• Required work: Rewrite the records from the line with "Target phrase = dry grass" through the end, putting "Label" wherever "Target phrase" appears and keeping everything else the same.

• Records for this exercise:
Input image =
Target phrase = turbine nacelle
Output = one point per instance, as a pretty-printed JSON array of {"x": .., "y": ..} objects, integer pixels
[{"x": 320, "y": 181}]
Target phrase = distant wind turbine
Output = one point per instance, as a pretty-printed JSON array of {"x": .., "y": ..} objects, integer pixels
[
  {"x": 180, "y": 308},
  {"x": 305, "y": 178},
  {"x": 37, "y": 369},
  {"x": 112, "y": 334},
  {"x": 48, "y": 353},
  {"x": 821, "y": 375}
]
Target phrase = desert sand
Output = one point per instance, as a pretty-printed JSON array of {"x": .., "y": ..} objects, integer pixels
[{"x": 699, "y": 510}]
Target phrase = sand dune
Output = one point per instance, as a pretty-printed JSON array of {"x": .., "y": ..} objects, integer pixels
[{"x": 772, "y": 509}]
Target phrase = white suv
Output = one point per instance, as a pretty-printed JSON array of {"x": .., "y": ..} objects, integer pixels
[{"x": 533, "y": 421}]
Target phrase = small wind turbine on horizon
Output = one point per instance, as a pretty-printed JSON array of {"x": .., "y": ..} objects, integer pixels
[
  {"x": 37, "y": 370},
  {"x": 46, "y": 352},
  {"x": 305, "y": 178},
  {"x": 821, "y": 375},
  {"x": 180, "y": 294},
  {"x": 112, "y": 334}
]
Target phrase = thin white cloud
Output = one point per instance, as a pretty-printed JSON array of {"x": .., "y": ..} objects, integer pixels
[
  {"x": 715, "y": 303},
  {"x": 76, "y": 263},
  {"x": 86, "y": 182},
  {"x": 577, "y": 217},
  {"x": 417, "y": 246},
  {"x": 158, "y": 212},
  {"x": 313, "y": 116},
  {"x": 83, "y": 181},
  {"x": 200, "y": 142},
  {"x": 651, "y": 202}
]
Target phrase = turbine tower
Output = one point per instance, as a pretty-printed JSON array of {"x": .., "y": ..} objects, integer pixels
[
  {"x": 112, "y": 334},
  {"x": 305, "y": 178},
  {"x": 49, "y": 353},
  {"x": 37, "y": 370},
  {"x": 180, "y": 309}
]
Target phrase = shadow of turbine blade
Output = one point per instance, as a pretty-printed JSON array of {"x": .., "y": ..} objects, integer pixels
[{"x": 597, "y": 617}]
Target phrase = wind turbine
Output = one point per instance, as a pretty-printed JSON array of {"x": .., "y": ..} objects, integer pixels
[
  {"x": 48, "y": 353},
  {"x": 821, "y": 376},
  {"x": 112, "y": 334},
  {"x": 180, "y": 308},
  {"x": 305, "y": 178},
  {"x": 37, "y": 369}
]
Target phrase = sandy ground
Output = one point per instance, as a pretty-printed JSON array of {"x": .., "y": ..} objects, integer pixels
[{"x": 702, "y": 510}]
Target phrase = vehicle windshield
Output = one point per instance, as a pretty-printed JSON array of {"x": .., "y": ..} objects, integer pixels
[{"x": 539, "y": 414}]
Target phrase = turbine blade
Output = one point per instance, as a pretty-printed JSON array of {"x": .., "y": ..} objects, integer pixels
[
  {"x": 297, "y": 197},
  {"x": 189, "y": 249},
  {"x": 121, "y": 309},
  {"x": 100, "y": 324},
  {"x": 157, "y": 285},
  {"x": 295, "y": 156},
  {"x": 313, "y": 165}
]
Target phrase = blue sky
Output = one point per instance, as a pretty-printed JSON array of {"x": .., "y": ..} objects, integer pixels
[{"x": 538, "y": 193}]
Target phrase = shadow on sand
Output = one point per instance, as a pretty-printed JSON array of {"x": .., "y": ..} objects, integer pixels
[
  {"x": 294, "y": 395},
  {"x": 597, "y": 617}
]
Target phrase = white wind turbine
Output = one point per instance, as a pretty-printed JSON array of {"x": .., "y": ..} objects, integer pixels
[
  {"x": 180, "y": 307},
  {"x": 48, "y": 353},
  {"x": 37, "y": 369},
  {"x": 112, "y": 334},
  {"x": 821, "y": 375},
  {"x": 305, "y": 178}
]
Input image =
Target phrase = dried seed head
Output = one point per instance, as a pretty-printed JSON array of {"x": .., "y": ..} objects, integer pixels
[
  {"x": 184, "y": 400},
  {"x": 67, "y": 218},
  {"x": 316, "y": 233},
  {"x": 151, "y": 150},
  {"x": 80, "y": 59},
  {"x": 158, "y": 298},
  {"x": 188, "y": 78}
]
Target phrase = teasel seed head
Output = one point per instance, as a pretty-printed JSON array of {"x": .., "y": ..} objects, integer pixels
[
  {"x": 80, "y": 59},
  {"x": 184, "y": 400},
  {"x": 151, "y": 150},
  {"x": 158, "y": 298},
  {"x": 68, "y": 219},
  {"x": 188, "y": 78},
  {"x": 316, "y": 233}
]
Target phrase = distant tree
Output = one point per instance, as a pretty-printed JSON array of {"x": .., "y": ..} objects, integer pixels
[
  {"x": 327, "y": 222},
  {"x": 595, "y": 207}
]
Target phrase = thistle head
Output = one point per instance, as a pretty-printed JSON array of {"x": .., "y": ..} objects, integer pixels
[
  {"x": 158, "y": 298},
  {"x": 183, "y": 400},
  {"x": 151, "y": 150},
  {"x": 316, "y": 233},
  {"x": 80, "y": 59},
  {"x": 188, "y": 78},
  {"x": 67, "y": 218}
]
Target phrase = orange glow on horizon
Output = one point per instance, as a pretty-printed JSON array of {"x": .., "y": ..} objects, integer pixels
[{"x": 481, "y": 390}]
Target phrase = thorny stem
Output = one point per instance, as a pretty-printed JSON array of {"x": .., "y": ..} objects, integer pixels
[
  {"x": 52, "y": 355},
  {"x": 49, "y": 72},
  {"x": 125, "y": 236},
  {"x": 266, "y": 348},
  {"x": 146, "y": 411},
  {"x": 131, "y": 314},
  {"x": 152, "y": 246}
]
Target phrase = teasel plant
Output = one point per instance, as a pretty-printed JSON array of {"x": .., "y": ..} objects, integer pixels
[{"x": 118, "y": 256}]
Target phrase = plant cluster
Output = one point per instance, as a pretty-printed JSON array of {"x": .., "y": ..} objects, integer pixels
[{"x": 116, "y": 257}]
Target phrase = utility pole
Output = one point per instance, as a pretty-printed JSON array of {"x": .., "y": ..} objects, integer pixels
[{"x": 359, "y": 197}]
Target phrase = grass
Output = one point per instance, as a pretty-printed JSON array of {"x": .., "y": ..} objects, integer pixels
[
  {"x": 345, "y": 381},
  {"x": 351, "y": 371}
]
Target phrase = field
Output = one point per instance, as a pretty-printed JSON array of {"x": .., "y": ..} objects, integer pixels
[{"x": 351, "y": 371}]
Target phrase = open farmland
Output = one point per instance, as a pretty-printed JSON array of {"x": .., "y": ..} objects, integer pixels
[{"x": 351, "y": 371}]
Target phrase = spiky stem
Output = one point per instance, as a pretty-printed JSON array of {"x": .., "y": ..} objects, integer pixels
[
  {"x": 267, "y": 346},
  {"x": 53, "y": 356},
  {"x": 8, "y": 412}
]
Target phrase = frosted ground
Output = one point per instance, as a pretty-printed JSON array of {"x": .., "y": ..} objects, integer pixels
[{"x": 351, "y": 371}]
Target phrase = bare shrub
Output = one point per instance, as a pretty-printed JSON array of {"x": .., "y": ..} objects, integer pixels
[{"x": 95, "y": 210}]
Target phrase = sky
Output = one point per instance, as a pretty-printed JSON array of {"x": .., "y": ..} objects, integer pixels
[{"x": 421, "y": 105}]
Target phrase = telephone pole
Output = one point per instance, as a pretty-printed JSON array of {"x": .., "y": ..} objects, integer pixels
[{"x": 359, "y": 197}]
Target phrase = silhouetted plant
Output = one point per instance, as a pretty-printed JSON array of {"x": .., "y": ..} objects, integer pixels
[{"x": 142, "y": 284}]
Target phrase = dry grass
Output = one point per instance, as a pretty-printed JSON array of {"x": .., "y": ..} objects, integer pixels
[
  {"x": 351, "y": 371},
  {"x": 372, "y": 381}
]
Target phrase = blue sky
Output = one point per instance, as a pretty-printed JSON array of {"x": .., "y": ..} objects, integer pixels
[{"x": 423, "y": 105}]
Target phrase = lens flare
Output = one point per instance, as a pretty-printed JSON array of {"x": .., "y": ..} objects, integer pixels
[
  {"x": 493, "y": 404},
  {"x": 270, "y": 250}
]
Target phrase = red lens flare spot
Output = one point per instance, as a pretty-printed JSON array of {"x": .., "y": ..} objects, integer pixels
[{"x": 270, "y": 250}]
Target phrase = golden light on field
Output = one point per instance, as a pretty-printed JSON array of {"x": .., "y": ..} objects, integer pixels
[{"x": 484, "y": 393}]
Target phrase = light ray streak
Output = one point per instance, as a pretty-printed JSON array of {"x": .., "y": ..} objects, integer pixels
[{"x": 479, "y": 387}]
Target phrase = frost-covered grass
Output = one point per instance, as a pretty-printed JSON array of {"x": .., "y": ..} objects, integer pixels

• Finished answer:
Label = dry grass
Output = one point per instance, as a pretty-printed JSON array of {"x": .., "y": ..} objects, integer pixels
[
  {"x": 351, "y": 371},
  {"x": 372, "y": 381}
]
Label = blue sky
Output = one point per instance, as a pretty-printed JSON array of {"x": .., "y": ..} objects, integer pixels
[{"x": 423, "y": 105}]
Label = lens flare
Output = one point per instance, as a pretty-printed JSON array of {"x": .., "y": ..} objects, integer pixels
[
  {"x": 493, "y": 404},
  {"x": 270, "y": 250}
]
Label = red lens flare spot
Output = one point per instance, as a pretty-printed JSON array of {"x": .., "y": ..} objects, integer pixels
[{"x": 270, "y": 250}]
Label = golden light on field
Output = one point per instance, as a pretty-printed JSON array of {"x": .., "y": ..} objects, integer pixels
[{"x": 484, "y": 393}]
Label = light ray streak
Output = one point per instance, as a pretty-printed JSON array of {"x": .., "y": ..} objects, integer pixels
[{"x": 479, "y": 387}]
Label = frost-covered grass
Output = one point per instance, as a pretty-printed JSON array of {"x": .., "y": ..} objects, integer pixels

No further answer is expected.